▶ Task goal
Once you find the line with "Query: snow-capped mountain peak" in the data that follows, repeat it and every line after it exactly, through the line with "column 70, row 120".

▶ Available records
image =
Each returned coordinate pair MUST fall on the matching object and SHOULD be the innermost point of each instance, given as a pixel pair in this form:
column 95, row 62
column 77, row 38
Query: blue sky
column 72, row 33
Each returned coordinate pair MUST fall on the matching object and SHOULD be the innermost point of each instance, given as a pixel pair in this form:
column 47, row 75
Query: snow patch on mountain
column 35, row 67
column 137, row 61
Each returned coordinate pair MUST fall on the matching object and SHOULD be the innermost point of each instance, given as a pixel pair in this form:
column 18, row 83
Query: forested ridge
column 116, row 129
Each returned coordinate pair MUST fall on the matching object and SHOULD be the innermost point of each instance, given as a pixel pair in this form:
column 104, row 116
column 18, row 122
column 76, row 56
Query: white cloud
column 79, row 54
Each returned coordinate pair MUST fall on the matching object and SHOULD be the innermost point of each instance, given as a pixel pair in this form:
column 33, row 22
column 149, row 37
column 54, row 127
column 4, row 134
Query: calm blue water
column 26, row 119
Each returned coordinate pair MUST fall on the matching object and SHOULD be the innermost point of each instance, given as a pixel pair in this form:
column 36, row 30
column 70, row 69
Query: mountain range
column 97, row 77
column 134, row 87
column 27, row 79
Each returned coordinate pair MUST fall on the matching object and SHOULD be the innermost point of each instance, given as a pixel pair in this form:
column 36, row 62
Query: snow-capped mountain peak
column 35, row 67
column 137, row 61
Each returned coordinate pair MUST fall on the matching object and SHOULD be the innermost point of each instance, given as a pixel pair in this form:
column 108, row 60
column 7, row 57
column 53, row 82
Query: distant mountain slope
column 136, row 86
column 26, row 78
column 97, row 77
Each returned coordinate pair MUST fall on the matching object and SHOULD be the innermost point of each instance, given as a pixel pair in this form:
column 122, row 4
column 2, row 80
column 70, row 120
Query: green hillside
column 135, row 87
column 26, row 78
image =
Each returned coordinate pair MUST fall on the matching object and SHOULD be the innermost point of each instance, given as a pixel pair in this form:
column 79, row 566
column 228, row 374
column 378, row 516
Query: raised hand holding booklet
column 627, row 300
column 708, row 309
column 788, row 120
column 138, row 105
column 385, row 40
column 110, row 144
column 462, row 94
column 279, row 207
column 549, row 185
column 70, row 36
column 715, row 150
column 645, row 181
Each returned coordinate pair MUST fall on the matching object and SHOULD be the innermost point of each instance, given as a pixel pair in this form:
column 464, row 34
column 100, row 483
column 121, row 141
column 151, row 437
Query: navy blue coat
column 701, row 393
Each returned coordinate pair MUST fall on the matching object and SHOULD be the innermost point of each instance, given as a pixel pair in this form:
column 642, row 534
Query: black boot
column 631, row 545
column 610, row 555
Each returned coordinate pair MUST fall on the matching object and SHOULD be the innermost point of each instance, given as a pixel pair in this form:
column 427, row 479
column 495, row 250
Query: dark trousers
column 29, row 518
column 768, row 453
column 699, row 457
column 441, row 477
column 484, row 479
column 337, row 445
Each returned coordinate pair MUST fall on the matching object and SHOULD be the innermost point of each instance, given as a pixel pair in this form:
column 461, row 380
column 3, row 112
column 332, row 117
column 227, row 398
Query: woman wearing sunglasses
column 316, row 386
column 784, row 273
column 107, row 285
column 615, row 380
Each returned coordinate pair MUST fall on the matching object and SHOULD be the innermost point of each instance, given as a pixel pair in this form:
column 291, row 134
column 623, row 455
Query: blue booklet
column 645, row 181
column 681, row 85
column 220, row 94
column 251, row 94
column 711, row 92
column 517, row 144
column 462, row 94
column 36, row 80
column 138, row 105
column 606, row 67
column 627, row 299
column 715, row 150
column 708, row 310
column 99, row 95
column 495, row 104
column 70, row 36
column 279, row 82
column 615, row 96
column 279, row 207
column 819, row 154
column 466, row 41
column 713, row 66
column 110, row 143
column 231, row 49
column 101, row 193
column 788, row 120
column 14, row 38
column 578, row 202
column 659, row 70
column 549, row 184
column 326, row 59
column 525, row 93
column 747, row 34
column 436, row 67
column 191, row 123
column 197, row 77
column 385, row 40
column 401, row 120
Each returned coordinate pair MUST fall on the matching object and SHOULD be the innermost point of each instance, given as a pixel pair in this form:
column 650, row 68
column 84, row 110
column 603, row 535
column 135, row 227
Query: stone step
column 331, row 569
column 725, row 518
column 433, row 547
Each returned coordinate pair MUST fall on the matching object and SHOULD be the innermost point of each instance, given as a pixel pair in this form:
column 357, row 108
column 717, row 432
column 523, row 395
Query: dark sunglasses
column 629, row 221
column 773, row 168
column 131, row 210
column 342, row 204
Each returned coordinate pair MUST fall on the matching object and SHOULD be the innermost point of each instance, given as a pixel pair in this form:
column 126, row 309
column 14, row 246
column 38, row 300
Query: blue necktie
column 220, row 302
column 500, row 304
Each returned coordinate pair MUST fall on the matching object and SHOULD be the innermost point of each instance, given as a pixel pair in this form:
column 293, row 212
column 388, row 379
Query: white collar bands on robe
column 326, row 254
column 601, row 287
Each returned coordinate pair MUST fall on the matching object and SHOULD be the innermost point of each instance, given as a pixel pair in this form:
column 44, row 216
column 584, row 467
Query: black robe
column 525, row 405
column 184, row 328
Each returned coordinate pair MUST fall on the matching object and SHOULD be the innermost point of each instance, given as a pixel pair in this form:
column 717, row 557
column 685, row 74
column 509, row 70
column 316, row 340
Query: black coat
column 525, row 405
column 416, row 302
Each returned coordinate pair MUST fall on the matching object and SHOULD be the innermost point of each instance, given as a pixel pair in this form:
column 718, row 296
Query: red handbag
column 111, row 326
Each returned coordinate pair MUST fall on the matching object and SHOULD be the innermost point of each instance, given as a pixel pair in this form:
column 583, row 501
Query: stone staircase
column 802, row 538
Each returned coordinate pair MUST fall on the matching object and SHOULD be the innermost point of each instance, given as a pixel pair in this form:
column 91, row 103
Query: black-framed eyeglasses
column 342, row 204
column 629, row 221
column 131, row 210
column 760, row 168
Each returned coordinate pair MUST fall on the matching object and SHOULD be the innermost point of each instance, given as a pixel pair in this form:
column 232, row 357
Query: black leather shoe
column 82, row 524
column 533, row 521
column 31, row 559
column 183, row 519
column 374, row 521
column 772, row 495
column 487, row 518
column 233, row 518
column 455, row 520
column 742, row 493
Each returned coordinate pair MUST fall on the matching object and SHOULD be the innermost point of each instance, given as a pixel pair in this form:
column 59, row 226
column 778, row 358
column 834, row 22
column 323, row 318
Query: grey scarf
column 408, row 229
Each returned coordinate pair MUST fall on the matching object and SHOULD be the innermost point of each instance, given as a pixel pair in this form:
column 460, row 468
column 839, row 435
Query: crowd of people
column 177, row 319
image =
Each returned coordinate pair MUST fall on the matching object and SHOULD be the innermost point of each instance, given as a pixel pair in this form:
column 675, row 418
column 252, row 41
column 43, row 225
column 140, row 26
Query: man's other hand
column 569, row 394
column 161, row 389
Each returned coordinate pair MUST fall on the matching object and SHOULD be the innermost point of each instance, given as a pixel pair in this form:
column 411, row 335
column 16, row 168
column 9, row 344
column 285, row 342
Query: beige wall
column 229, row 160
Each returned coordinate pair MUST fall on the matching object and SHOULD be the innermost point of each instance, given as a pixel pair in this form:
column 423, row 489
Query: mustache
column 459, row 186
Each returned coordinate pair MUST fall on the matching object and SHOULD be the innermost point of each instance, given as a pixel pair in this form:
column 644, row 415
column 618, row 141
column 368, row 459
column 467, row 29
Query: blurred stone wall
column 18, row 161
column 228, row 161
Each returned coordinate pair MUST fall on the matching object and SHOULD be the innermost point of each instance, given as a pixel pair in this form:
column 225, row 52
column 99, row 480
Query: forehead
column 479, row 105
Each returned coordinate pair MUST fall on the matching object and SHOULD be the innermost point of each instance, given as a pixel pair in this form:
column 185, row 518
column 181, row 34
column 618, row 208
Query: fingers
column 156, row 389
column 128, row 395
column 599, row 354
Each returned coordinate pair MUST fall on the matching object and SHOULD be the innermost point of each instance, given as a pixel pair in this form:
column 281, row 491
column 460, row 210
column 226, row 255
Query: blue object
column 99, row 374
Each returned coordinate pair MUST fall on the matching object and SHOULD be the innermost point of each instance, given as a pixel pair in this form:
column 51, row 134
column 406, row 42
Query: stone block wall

▶ Result
Query: snow-capped mountain peak
column 35, row 67
column 137, row 61
Each returned coordinate pair MUST fall on the matching object and SHOULD be the innermost point of each instance, given as a pixel pair in this form:
column 108, row 60
column 7, row 57
column 53, row 82
Query: distant mountain slope
column 136, row 86
column 26, row 78
column 97, row 77
Each returned coordinate pair MUST fall on the matching object and SHOULD be the innermost point of each instance, given as a pixel pair in this form:
column 122, row 4
column 2, row 80
column 70, row 120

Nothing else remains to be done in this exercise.